REQUEST ▸ Turn the lines from the one containing "Teacher note: please indicate the mist-covered" through the end of the records, inclusive, into a Markdown table with the columns "Row" and "Line". Number each row, skip blank lines, and leave the pictures out.

__________

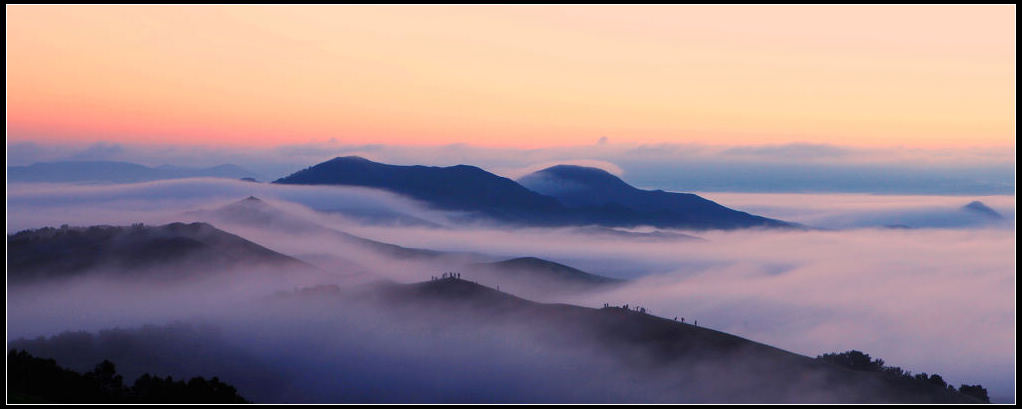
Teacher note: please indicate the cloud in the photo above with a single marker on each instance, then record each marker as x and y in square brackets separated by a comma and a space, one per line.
[934, 300]
[790, 168]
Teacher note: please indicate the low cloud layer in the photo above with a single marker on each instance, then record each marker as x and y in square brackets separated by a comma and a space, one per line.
[934, 300]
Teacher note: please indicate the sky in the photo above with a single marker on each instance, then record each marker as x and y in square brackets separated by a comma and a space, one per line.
[512, 77]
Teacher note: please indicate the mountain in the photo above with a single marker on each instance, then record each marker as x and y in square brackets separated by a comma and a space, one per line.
[555, 196]
[461, 187]
[50, 253]
[455, 341]
[611, 201]
[253, 212]
[530, 275]
[115, 172]
[693, 361]
[980, 209]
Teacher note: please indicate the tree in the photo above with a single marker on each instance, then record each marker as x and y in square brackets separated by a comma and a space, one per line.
[975, 391]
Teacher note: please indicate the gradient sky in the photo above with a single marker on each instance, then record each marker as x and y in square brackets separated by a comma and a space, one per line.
[512, 76]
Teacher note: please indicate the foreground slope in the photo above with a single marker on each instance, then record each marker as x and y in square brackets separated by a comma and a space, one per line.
[51, 253]
[453, 341]
[611, 201]
[253, 212]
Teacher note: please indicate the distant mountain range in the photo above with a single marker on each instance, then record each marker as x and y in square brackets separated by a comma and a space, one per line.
[555, 196]
[980, 209]
[611, 201]
[115, 172]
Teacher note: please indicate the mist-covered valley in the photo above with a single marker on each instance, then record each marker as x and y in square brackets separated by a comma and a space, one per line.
[292, 294]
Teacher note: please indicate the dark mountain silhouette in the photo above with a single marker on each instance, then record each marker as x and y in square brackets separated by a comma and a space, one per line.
[49, 252]
[463, 188]
[648, 359]
[662, 349]
[978, 208]
[115, 172]
[559, 195]
[612, 201]
[34, 379]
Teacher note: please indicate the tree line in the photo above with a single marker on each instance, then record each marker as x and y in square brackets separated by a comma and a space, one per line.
[860, 361]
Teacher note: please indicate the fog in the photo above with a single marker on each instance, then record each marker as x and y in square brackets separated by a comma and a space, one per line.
[684, 167]
[939, 298]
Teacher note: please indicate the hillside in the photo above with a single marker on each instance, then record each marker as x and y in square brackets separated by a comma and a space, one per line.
[253, 212]
[609, 200]
[463, 188]
[560, 195]
[49, 252]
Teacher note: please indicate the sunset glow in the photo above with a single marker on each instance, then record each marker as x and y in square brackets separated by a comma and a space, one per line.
[512, 76]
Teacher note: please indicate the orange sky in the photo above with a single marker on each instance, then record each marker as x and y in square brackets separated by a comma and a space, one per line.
[512, 76]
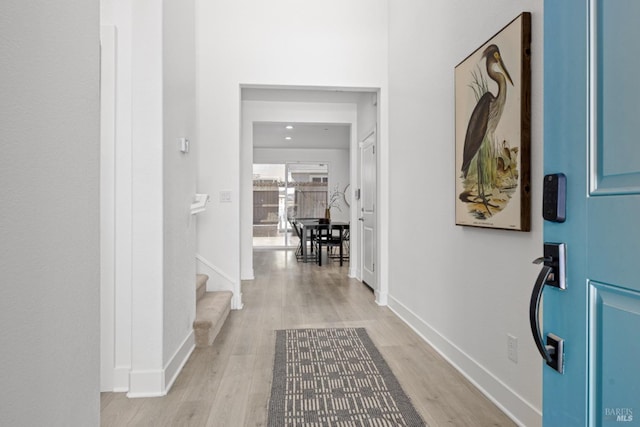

__________

SOLUTION BELOW ▸
| Row | Line |
|---|---|
| 1 | Teacher note: please indicate the mist-covered valley in the photo above with a single marker on each instance, then record each marker as x and y in square brackets separated by a comma and a space, one per line. |
| 2 | [292, 294] |
| 3 | Teacher note: please indicate the dark mountain silhouette in the photo above with a single marker on each instance, then record each marker as x and y in square brackets separated by a comma and a space, one per line. |
| 4 | [49, 252] |
| 5 | [463, 188] |
| 6 | [648, 359] |
| 7 | [662, 349] |
| 8 | [978, 208] |
| 9 | [115, 172] |
| 10 | [559, 195] |
| 11 | [612, 201] |
| 12 | [34, 379] |
| 13 | Teacher note: please indicate the tree line in the photo above with a single marker on each instance, then record each marker as x and y in square brackets separated by a comma and a space, one per line. |
| 14 | [860, 361] |
| 15 | Teacher note: please indicate the fog in the photo above with a single marker on each instance, then record each marker as x and y in square brackets separated by a comma and a space, one per line. |
| 16 | [684, 167] |
| 17 | [939, 298] |
| 18 | Teacher note: please indicate the hillside in the photo above with a single marker on each instance, then record each marker as x and y in square brackets separated by a comma and a space, one per line. |
| 19 | [253, 212] |
| 20 | [609, 200] |
| 21 | [463, 188] |
| 22 | [560, 195] |
| 23 | [49, 252] |
| 24 | Teacher note: please indicate the sunset glow in the photo above with a single marker on each instance, then record each marker as x and y in square brackets separated by a comma and a space, one per line. |
| 25 | [512, 76] |
| 26 | Teacher note: please indicate the orange sky in the photo above with a single marker on each instance, then record each marker as x and y in square brackets separated by a comma and a space, one per line. |
| 27 | [512, 76] |